Would you output the whole listing below, exactly as it reads?

☆ ☆ ☆

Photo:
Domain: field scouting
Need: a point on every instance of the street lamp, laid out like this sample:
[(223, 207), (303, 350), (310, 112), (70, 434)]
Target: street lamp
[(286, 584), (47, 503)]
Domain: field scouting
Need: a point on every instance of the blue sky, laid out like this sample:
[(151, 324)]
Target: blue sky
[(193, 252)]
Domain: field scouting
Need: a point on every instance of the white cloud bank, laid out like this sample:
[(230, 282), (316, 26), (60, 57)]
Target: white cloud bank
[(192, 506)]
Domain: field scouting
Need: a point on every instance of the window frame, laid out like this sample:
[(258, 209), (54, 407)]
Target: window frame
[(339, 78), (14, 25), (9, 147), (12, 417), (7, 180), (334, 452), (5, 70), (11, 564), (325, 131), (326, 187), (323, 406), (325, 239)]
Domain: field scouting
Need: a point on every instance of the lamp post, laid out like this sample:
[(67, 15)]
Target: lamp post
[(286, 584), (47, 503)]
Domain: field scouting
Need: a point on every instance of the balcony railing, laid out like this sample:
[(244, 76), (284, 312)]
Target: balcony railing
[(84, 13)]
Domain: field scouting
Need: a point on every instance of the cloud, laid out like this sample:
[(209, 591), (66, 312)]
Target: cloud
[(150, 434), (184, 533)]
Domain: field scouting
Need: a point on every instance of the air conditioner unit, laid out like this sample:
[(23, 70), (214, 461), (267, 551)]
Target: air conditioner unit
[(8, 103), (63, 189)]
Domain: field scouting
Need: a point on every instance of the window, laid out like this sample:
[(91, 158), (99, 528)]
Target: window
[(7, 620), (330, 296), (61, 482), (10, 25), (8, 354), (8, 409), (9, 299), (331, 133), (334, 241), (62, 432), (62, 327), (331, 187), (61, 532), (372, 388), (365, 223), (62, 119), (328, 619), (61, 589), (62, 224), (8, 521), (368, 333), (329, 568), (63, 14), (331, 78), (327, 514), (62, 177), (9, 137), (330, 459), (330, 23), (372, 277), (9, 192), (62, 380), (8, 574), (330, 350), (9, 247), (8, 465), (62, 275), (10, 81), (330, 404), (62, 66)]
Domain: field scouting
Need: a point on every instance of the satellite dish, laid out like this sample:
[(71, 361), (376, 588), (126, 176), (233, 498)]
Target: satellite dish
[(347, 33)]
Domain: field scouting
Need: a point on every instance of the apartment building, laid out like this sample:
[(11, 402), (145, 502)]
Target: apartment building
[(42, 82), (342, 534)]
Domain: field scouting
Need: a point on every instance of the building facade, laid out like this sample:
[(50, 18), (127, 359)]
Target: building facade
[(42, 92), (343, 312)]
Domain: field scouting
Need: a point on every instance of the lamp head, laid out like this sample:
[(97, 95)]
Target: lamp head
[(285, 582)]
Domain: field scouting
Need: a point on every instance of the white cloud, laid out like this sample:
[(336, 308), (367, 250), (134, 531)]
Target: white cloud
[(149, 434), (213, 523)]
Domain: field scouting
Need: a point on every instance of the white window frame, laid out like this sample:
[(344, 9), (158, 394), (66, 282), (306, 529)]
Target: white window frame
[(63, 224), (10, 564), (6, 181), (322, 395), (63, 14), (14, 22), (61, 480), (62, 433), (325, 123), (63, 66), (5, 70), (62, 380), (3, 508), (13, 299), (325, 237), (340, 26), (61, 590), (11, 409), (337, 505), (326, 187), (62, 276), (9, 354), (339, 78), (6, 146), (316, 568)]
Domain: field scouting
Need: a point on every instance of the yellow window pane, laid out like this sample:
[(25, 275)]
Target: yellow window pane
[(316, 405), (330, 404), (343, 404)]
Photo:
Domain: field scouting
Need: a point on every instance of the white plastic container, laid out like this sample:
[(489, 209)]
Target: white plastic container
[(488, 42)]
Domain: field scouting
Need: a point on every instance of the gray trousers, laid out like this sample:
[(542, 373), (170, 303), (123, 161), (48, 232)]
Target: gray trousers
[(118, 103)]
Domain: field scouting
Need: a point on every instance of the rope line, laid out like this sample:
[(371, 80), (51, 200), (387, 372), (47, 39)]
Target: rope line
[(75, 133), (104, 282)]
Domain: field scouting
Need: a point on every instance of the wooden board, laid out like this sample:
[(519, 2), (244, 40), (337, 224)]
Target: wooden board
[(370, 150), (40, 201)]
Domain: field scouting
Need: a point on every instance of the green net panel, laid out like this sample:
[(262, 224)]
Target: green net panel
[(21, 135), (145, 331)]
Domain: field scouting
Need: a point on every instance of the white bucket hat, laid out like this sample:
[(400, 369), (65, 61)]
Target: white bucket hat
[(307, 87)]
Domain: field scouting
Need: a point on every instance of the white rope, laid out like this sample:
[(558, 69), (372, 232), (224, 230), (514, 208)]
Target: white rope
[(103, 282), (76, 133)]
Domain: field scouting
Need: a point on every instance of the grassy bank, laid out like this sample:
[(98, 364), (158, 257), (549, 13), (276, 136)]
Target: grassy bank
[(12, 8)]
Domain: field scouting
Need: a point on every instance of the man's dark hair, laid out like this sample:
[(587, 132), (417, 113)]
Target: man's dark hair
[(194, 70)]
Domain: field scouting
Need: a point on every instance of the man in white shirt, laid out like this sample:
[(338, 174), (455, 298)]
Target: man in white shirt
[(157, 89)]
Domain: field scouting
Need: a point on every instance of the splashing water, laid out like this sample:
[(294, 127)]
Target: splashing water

☆ ☆ ☆

● **WRITTEN SOLUTION**:
Photo:
Domain: field scouting
Need: a point on every instance of the street lamp, laid out like this sample:
[(223, 207), (303, 350), (310, 112), (70, 434)]
Target: street lamp
[(286, 584), (47, 503)]
Domain: field scouting
Need: a point on every instance of the blue sky, laid out like this sample:
[(151, 324)]
Target: blue sky
[(193, 252)]
Domain: field scouting
Need: a point on every instance of the white cloud bank, laid out like this sample:
[(230, 282), (316, 26), (60, 57)]
Target: white cloud bank
[(192, 506)]
Domain: field scouting
Need: a point on every instance of the window frame, laid out like this sample:
[(258, 209), (54, 407)]
Target: window frame
[(339, 78), (14, 25), (9, 147), (12, 417), (7, 180), (334, 452), (5, 70), (11, 564), (325, 131), (326, 187), (323, 406), (325, 239)]
Domain: field scouting
Need: a point on every instance of the lamp post, laid out like this sample:
[(67, 15)]
Target: lamp post
[(286, 584), (47, 503)]
Domain: field scouting
Need: a point on every instance of the balcony railing, laid out like this sample:
[(244, 76), (284, 312)]
Target: balcony railing
[(84, 13)]
Domain: field scouting
Need: a point on every instance of the cloud, laid out like this sample:
[(209, 591), (66, 312)]
Target: cloud
[(150, 434), (184, 533)]
Domain: field scouting
Need: a point on every instance of the air conditioner unit, laid out like this sample:
[(23, 70), (214, 461), (267, 551)]
Target: air conditioner unit
[(8, 103), (63, 189)]
Domain: field scouting
Need: a point on every instance of the window, laid out like this sample:
[(91, 158), (99, 528)]
Target: window
[(7, 620), (330, 296), (61, 482), (10, 25), (8, 354), (8, 409), (9, 299), (331, 133), (334, 241), (62, 432), (62, 327), (331, 187), (61, 532), (372, 388), (365, 223), (62, 119), (328, 619), (61, 589), (62, 224), (8, 521), (368, 333), (329, 568), (63, 14), (331, 78), (327, 514), (62, 177), (9, 137), (330, 459), (330, 23), (372, 277), (9, 192), (62, 380), (8, 574), (330, 350), (9, 247), (8, 465), (62, 275), (10, 81), (330, 404), (62, 66)]
Domain: field scouting
Need: a point on every instance of the satellite dish, laid out like this sample:
[(71, 361), (376, 588), (126, 176), (233, 498)]
Target: satellite dish
[(347, 33)]
Domain: field scouting
Need: a point on every instance of the apartment building, laid out like this sample:
[(11, 402), (145, 502)]
Target: apartment building
[(42, 82), (342, 534)]
Domain: field scouting
Need: a point on every instance of the building facade, laid out like this sample:
[(50, 18), (127, 359)]
Target: building facade
[(42, 92), (343, 312)]
Domain: field scouting
Need: a point on every instance of the lamp head, laid out like this sample:
[(97, 95)]
Target: lamp head
[(285, 582)]
Domain: field scouting
Need: a point on every instance of the white cloud, laid out like this sample:
[(336, 308), (367, 250), (134, 531)]
Target: white cloud
[(149, 434), (213, 523)]
Domain: field scouting
Need: a point on every instance of the white window frame, laid out like this sample:
[(344, 9), (158, 394), (66, 282), (306, 529)]
Target: white window frame
[(63, 224), (10, 564), (6, 181), (322, 395), (63, 14), (14, 22), (61, 480), (62, 433), (325, 123), (63, 66), (5, 70), (62, 380), (3, 508), (13, 299), (325, 237), (340, 26), (61, 590), (11, 409), (337, 505), (326, 187), (62, 276), (9, 354), (339, 78), (6, 146), (316, 568)]
Domain: field scouting
Need: a point on every instance of the yellow window pane, laid out like this sample:
[(25, 275)]
Target: yellow window pane
[(316, 405), (330, 404), (343, 404)]
Photo:
Domain: field scouting
Need: a point on every instance of the white plastic container, laid out like this sample:
[(489, 209)]
Target: white plastic container
[(488, 42)]
Domain: field scouting
Need: a point on every instance of the gray trousers, laid out like this sample:
[(542, 373), (170, 303), (123, 161), (48, 232)]
Target: gray trousers
[(118, 103)]
Domain: field scouting
Need: a point on every instance of the rope line, laid out like this sample:
[(371, 80), (51, 200), (387, 372), (47, 39)]
Target: rope line
[(75, 133), (104, 282)]
Domain: field scouting
Need: a point on every instance of the wooden board, laid out like this sample:
[(519, 2), (244, 40), (337, 224)]
Target: wooden board
[(370, 150), (40, 201)]
Domain: field scouting
Need: a point on every instance of the green net panel, laid out like this sample:
[(262, 224)]
Target: green net panel
[(21, 135), (145, 331)]
Domain: field scouting
Need: a point on every instance of the white bucket hat, laid out like this sample:
[(400, 369), (65, 61)]
Target: white bucket hat
[(307, 87)]
Domain: field scouting
Need: a point on every instance of the white rope, laid out like this sample:
[(558, 69), (372, 232), (224, 230), (514, 208)]
Target: white rope
[(103, 282), (76, 133)]
Domain: field scouting
Need: a point on every instance of the grassy bank, laid out like this sample:
[(98, 364), (158, 257), (549, 13), (276, 136)]
Target: grassy bank
[(12, 8)]
Domain: field scouting
Need: a point on every instance of the man's dark hair, laid out like this sample:
[(587, 132), (417, 113)]
Target: man's dark hair
[(194, 70)]
Domain: field scouting
Need: a point on every instance of the man in white shirt, laid out like this sample:
[(338, 174), (455, 298)]
Target: man in white shirt
[(157, 89)]
Domain: field scouting
Need: a point on every instance of the splashing water, laid out like this sample:
[(294, 127)]
Target: splashing water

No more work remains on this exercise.